GIVEN INSTRUCTION:
Update the records below by changing every "Tag" to "Mark" and keeping everything else the same. Leave the pictures out of your answer.

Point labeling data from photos
· · · ·

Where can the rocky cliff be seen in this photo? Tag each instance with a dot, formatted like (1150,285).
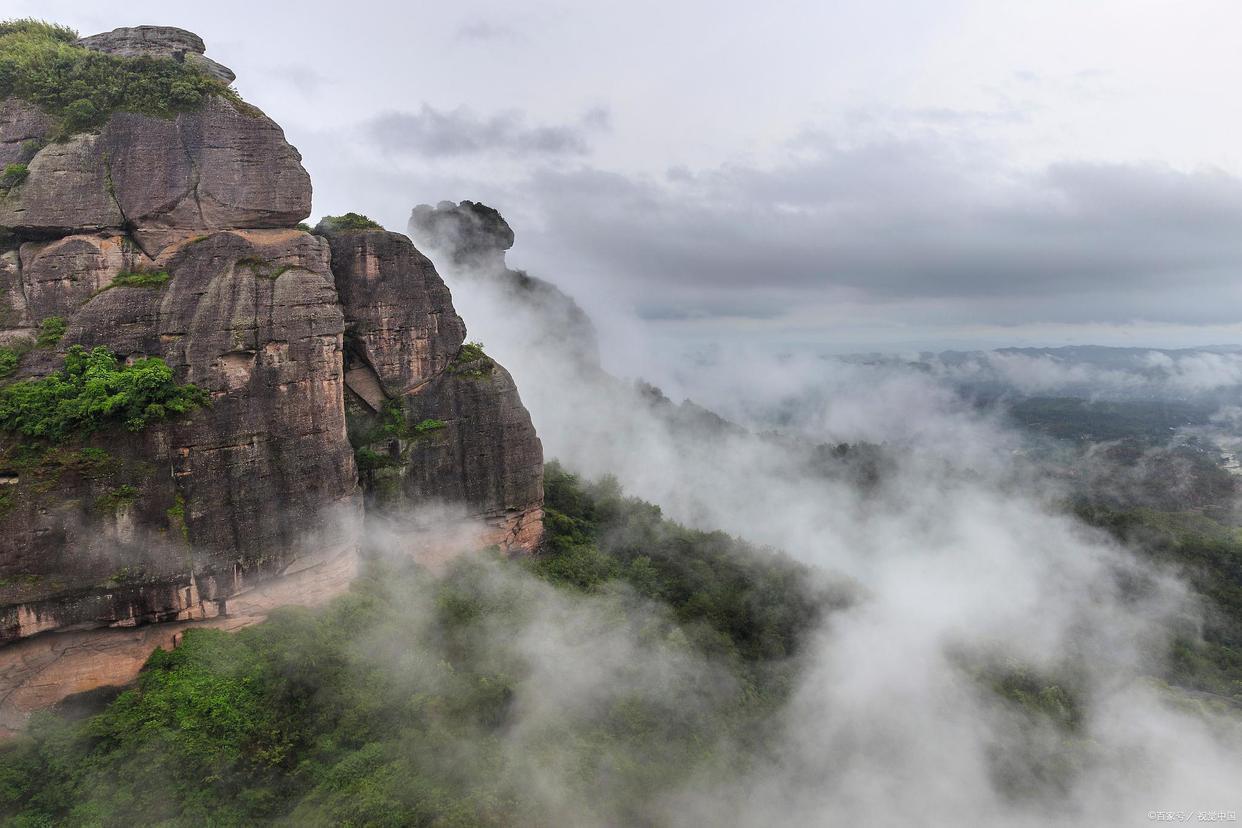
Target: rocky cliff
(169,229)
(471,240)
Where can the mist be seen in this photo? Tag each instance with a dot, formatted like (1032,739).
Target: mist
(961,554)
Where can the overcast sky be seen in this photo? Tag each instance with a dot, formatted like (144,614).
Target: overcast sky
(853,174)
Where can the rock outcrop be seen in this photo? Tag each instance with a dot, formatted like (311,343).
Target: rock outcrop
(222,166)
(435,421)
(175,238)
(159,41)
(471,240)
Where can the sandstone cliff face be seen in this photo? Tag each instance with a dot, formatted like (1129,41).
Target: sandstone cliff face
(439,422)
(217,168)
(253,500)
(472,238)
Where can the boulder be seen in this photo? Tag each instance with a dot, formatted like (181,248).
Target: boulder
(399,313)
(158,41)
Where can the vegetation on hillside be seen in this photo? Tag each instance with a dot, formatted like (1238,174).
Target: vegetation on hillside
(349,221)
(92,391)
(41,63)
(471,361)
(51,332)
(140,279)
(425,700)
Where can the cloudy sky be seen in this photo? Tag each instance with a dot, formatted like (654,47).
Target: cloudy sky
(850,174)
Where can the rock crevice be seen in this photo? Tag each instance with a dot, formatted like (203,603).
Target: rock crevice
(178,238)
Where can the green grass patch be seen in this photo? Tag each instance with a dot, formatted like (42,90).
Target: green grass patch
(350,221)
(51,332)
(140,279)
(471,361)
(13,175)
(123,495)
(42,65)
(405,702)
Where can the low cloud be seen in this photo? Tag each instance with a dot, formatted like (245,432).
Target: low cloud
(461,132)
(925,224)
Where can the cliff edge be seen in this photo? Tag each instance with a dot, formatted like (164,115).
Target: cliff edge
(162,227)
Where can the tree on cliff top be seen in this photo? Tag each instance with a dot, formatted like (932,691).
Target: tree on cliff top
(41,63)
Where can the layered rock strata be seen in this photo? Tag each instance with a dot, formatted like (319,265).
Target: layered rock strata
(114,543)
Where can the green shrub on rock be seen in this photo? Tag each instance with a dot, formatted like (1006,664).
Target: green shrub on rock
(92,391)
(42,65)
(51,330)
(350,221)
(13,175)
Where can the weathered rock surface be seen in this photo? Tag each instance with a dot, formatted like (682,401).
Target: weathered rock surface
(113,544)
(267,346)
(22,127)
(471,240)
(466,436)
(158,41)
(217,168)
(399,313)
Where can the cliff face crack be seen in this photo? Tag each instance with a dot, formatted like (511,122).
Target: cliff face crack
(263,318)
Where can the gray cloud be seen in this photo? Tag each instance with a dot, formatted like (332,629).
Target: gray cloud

· · · ·

RESULT OF THE EXERCISE:
Where can the rocky cliff be seen in this photo? Mark each instance with a dot, formatted like (1150,285).
Target: rocky cliff
(169,229)
(471,240)
Where can the mist be seen in this photo? Mark each instance with a dot, formatted like (1032,739).
Target: mist
(961,554)
Where can the overcast sky be seen in this photo? Mark each instance with a dot, formatted like (144,614).
Target: overcast sky
(853,174)
Where can the rock outcrop be seen in this photo? Mark each instance with a dot, formatted like (311,343).
Target: rock outcrop
(222,166)
(435,421)
(175,238)
(159,41)
(471,240)
Where can the sandstone cliff face be seen in this photo? Mark each instance with a dot, formatted like (1129,41).
Target: sandstone cliff face
(439,422)
(217,168)
(253,500)
(472,238)
Where can the boulder be seen in this photo? Mark each instance with a dot, formatted like (181,248).
Target: boulder
(399,313)
(158,41)
Where can the vegetation on hillside be seen in this photo? Mark each instance with a dot, formatted like (1238,174).
Target: vegetation on hillside
(349,221)
(92,391)
(41,63)
(471,361)
(51,332)
(140,279)
(425,700)
Where can the cloudy sky be seen in this photo? Mark each instance with a dot, formatted like (654,47).
Target: cloudy sky
(850,174)
Where can the rock crevice be seen in this photo? Mark each instance with a dot, formatted like (203,603).
Target: rock crevice
(178,238)
Where can the green grass patch be seen in this photo? Mark each instance with a dot, formatted like (42,90).
Target: green grass patch
(350,221)
(51,332)
(140,279)
(471,361)
(13,175)
(123,495)
(42,65)
(405,702)
Where can the low cloud be seen in this photo? Mark each instance with a dot, formatted like (245,432).
Target: low cloud
(461,132)
(925,224)
Where can the cliff edge be seen in this photo? Mark each instance with a dot, formatted like (164,115).
Target: cliff edge
(162,227)
Where can the tree on cliff top be seen in this photo? Mark each instance with a dot, formatted like (932,691).
Target: tree on cliff top
(41,63)
Where can the layered rock strata be seen in this photo? Mark each instance with a dot, formatted like (319,265).
Target: layered rock strata
(114,543)
Where can the green shrub on rock be seen in this photo? Mark each instance with a dot, formatted like (1006,664).
Target: green shrub on rock
(92,391)
(42,65)
(51,330)
(350,221)
(13,175)
Where can the weathered rock surface be seen in this photo? Mark each instance with a dot, formatted like (682,401).
Target: weathered rock surface
(113,544)
(267,346)
(22,127)
(471,240)
(466,436)
(158,41)
(217,168)
(399,313)
Where can the cliff face crack be seen in this photo? Mark each instance with a dot, formatted like (511,122).
Target: cliff face crack
(263,318)
Where can the gray cloud be seen in this photo? Mark each instance with a dot, formatted like (332,629).
Target: gray cloud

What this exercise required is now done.